#### WHAT IS NEEDED:
Render every line of the records below as a string in a JSON list, one string per line, leaving out blank lines and the pictures.

>> Start RECORDS SHOWN

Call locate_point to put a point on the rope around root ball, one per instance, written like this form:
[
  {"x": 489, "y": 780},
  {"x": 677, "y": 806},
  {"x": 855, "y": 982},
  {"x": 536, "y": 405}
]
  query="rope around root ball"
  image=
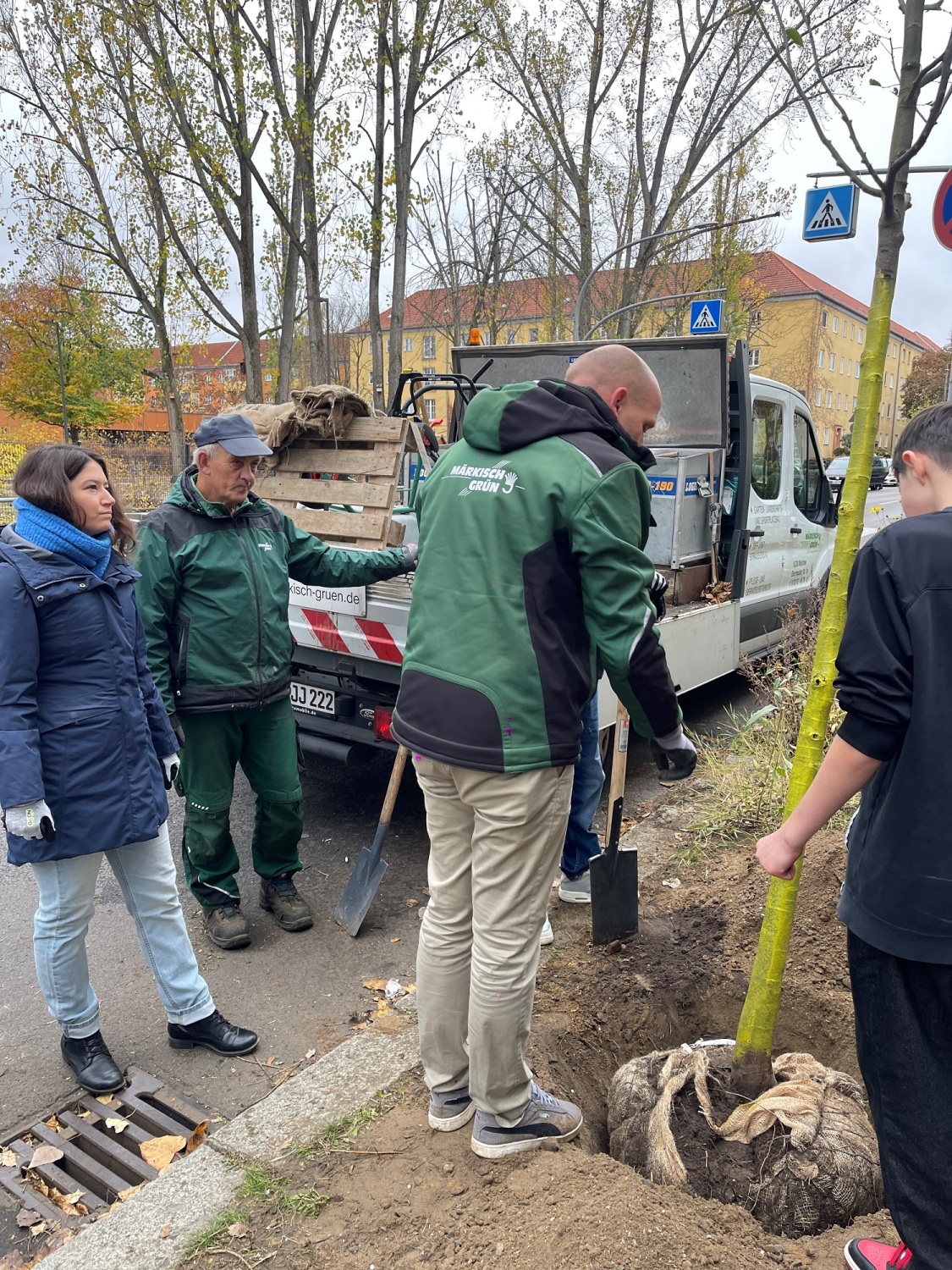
[{"x": 825, "y": 1168}]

>> End RECORDS SHOWN

#### WRITTEN RESPONSE:
[
  "Call locate_point to put a point on the rope around root ball, one per instance, written like this form:",
  "[",
  "  {\"x\": 489, \"y\": 780},",
  "  {\"x\": 677, \"y\": 806},",
  "  {\"x\": 855, \"y\": 982},",
  "  {\"x\": 536, \"y\": 405}",
  "]",
  "  query=\"rope around root ball\"",
  "  image=",
  "[{\"x\": 825, \"y\": 1168}]"
]